**Kutipan Sumber:**
Gombong - “Wahai jiwa yang tenang. Kembalilah kepada Tuhanmu dengan ridha dan diridhai, maka masuklah dalam golongan hamba-hambaKu. Dan masuklah dalam surgaKu.” (Q.S. Al-Far : 27-30)
Innalillahi wa inna ilaihi raji’uun… kata itulah yang terucap dari pendukuk desa Kedungpuji ketika mengetahui bahwa sang muadzin yang dikenal dengan nama “Bapak Mochamad Ikhwan bin Madganan” atau yang sering dikenal dengan “Mbah Saman” meninggal dunia.
Saat itu pada hari Selasa tanggal 25 Maret 2014 pukul ± 16.30 WIB, beliau terjatuh karena tersandung saat hendak pergi melaksanakan tugasnya mengumandangkan Adzan Dhuhur, saat itu juga malaikat Izrail datang menjemput dan beliau meninggal di kediaman rumahnya.
Saat berita duka itu diumumkan banyak sekali orang yang tidak percaya bahwa Mbah Saman sudah meninggal dunia, karena beliau masih sempat mengumandangkan adzan subuh dan turut dalam jamaah shalat subuh bahkan beliau masih sempat untuk menyapa beberapa jamaah sebelum pulang.
Kepergian sang muadzin yang bernama Bapak Muchamad Ikhwan itu yang tiba-tiba begitu mengejutkan para warga Kedungpuji dan sekitarnya. Rumahnya di Rt. 03 Rw. 01 Desa Kedungpuji mendadak menjadi ramai dengan para takziyah, apalagi para pelayat yang tampak jauh lebih banyak jumlahnya di Masjid Nurul Falaah Kedungpuji saat jenazah sang muadzin dishalatkan di masjid.
Banyak yang merasa kehilangan sosok beliau yang dilahirkan di Kebumen 78 tahun lalu, tepatnya tanggal 22 Oktober 1936, dan ingin turut serta mengantar jenazah beliau ke tempat peristirahatannya yang terakhir.
Banyak kenangan dari Mbah Saman sebelum meninggal, lulusan sekolah rakyat (SR) dan pernah mengaji dengan Si Mbah Kyai Bahruddin ini sempat bercerita bahwa sebelum menjadi muadzin beliau bekerja tekun sebagai Petani, setiap hari di sawah untuk mengais rizki dengan bercocok tanam.
Lalu setelah itu umur bertambah umur mbah Saman akhirnya mengurangi waktunya untuk pergi ke sawah karena kondisi fisiknya yang sudah semakin mengurang.

**Cuplikan Data:**
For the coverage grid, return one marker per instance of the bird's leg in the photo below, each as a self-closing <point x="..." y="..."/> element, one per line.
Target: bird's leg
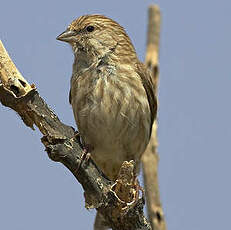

**Permintaan Tertulis:**
Menurut kutipan sumber, apa pekerjaan Mbah Saman sebelum menjadi muadzin?

**Hasil:**
Mbah Saman bekerja tekun sebagai petani, setiap hari di sawah.